#### [Exercise objective]
In every line of the material below, change "single dot" to "single marker" and leave everything else the same.

#### [Records for the exercise]
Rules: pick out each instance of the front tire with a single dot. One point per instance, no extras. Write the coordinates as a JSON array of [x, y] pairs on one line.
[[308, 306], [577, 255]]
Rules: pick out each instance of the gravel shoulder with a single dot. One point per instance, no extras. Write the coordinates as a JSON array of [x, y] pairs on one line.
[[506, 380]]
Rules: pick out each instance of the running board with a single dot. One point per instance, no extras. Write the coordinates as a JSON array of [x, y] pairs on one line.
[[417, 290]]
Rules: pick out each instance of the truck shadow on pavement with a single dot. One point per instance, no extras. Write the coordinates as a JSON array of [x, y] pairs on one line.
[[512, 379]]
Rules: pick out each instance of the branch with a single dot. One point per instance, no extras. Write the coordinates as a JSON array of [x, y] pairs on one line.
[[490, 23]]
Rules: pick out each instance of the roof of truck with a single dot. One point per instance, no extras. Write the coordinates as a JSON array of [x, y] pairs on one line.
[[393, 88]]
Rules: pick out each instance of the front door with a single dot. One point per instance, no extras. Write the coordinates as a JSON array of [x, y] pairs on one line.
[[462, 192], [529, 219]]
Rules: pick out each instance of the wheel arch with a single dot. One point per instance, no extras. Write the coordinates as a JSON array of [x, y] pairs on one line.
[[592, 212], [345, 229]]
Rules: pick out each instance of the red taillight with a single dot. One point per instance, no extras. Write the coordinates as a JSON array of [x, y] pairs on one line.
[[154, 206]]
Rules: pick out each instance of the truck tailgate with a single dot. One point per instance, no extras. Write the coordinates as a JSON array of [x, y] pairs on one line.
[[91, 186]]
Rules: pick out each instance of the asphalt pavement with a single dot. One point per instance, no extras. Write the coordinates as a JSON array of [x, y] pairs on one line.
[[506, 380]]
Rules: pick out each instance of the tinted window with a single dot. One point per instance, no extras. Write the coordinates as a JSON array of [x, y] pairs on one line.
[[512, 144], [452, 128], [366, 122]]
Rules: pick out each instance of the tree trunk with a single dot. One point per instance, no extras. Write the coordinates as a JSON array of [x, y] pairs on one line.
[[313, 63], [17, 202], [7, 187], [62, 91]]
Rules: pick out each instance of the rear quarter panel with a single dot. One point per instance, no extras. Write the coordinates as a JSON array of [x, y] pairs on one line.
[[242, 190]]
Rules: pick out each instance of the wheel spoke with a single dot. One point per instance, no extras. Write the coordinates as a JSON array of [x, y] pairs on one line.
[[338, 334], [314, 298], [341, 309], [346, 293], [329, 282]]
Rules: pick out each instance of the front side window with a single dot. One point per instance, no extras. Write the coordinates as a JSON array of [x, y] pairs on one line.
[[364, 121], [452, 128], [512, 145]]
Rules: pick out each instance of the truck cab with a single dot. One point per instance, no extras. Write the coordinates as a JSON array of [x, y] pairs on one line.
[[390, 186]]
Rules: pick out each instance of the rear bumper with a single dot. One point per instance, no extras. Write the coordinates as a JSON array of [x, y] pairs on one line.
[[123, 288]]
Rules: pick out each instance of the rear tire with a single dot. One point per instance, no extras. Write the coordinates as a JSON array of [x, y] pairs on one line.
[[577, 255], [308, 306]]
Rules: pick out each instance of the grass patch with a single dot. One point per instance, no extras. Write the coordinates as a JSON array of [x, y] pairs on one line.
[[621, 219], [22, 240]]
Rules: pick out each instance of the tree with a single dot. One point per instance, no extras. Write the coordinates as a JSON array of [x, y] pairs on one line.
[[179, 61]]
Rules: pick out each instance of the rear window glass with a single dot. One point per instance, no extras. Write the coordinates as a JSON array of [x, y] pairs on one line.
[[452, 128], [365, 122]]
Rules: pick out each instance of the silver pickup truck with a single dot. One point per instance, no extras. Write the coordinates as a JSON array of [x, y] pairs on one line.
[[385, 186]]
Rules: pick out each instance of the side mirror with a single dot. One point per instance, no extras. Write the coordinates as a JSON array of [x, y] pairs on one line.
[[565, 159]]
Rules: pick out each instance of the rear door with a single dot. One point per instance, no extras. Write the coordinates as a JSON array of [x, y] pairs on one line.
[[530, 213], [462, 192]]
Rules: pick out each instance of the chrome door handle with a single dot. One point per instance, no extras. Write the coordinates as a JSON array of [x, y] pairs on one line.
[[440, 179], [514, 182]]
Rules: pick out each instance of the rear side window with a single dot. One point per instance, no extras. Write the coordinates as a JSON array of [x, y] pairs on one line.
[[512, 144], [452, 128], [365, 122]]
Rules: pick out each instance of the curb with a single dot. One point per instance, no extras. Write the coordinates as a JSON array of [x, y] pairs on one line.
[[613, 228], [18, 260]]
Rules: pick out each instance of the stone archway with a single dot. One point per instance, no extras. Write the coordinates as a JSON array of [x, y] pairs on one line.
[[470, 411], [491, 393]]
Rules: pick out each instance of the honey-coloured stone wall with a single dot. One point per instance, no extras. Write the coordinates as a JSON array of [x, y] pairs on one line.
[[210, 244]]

#### [Answer below]
Rules: pick out each instance of the front tire with a single marker. One point per instance, no extras. Write the coordinates as a JSON array of [x, y] pairs on one line.
[[308, 306], [577, 255]]
Rules: pick out each instance of the gravel shoulder with a single marker. One point per instance, no extras. Write the coordinates as a JSON array of [x, y] pairs on one line.
[[506, 380]]
Rules: pick out each instance of the running board with a single marker. One point per instance, no extras. Write the coordinates as a JSON array of [x, y] pairs on one line.
[[417, 290]]
Rules: pick out each instance of the truck shadow on pavement with a single marker. One point per instance, no extras. Write the coordinates as a JSON array of [x, y] pairs on one line.
[[512, 379]]
Rules: pick out each instance of the branch with a single marker. One point per instance, no extras. Write the coordinates as a JSON array of [x, y] pairs on one line.
[[490, 23]]
Rules: pick out each instance of the roof of truck with a single marker. One point per instance, no extras. Write the coordinates as a JSON array of [x, y] pairs on one line.
[[393, 88]]
Rules: pick out each instance of the front door with a single marker. One point per instance, no extras. Write the coordinates as a JSON array of [x, y] pairs on one line.
[[462, 192], [529, 219]]
Rules: pick out each instance of the wheel arch with a single marker. One point per instance, no extras. Write the coordinates as a JSON array of [x, y] pairs on one line.
[[592, 212], [345, 229]]
Rules: pick out each instance of the red taillight with a single marker. One point per instance, no extras. Write the coordinates as a JSON array of [x, y] pairs on one line.
[[154, 206]]
Rules: pick out each instance of the truck tailgate with a single marker. One point per instance, no extras. Write the coordinates as a JSON array of [x, y] pairs on one line.
[[91, 186]]
Rules: pick out each instance of the asphalt pavement with a single marker. One point per instance, no extras. Write the coordinates as a JSON array of [x, y] pairs on one line.
[[506, 380]]
Rules: pick out each instance of the tinted window with a single marker. One point per instance, no extras. Write the coordinates as a JSON array of [x, y] pairs on one line.
[[512, 144], [452, 128], [366, 122]]
Rules: pick out each instance of the tree trunk with a single marker. One point per instance, no extras. Write the coordinates as a JSON array of [x, y] pairs on one line.
[[313, 63], [17, 202], [7, 187], [62, 91]]
Rules: pick out each instance of the rear quarter panel with a single marker. One point per instance, no extras. Write the coordinates as a JSON array of [x, y] pairs on one line.
[[242, 190]]
Rules: pick out each instance of the wheel spoke with a single marker. One point per instance, no extras. Write the coordinates as a JSON array of [x, y] pairs on one line.
[[338, 334], [314, 298], [341, 309], [346, 293], [329, 282]]
Rules: pick out each instance of the front side window with a single marker. One point per instance, no extras. Write the coordinates as a JSON array of [x, y] pairs on one line.
[[364, 121], [452, 128], [512, 145]]
Rules: pick out each instance of the truck cab with a single marker. One point per instance, no extras. Write the coordinates as a JSON array of [x, y] pairs on one line.
[[390, 186]]
Rules: pick out each instance of the rear bumper with a single marker. One point per instance, no extras. Write the coordinates as a JSON array of [x, y] pairs on one line.
[[123, 288]]
Rules: pick out each instance of the rear tire with a single marker. One point per instance, no extras. Write the coordinates as a JSON array of [x, y] pairs on one line.
[[577, 255], [308, 306]]
Rules: pick out each instance of the grass patch with a single marker. One point per instance, no extras. Write the coordinates as a JSON array of [x, y] pairs on one line.
[[621, 219], [22, 240]]
Rules: pick out each instance of the tree with a single marker. One point per instance, no extras. Write the coordinates as a JSON array of [x, y] pairs on one line.
[[179, 61]]
Rules: pick out each instance of the rear window glass with a single marker. One point per instance, no extras. Write the coordinates as a JSON array of [x, y] pairs on one line.
[[452, 128], [365, 122]]
Rules: pick out each instance of the silver pickup truck with a single marker. One point per instance, no extras. Write the coordinates as a JSON array of [x, y] pairs on one line.
[[385, 186]]
Rules: pick out each instance of the side mirror with a single marker. One point per instance, no extras. Write the coordinates as a JSON array of [x, y] pairs on one line.
[[565, 159]]
Rules: pick out each instance of the rear door with a single marker. One point per instance, no extras. Write the coordinates as a JSON array of [x, y] pairs on one line.
[[530, 213], [462, 192]]
Rules: pick out each instance of the chrome door handle with a single marker. One point per instance, no extras. Write the coordinates as a JSON array of [x, y] pairs on one line.
[[440, 179], [514, 182]]
Rules: pick out each instance of the rear side window with a single marker. One point per instance, no extras. Write the coordinates as a JSON array of [x, y] pairs on one line.
[[512, 144], [452, 128], [365, 122]]
Rules: pick out each instance of the curb with a single marker. One point per instance, no extras. Write the coordinates as a JSON array of [x, y] pairs on one line.
[[613, 228], [18, 260]]
Rules: pick out each instance of the stone archway with a single marker. One point per instance, no extras. Write the coordinates as a JSON array of [x, y] pairs on one line.
[[470, 411], [491, 393]]
Rules: pick out each instance of the honey-coloured stone wall with a single marker. One point per instance, no extras. Write the coordinates as a JSON array of [x, y] pairs on one line.
[[210, 244]]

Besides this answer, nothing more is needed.